- [Goal of the exercise]:
Can you copy out every line of the entries below word for word, without changing anything?

- [Data section]:
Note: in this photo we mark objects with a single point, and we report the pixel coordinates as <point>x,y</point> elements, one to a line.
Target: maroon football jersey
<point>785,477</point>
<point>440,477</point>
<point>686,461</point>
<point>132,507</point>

- [Output for this task]:
Note: in this photo we mark objects with a single point, and we report the pixel coordinates as <point>x,y</point> elements, one to a line.
Target: maroon football jersey
<point>785,477</point>
<point>440,477</point>
<point>686,461</point>
<point>132,507</point>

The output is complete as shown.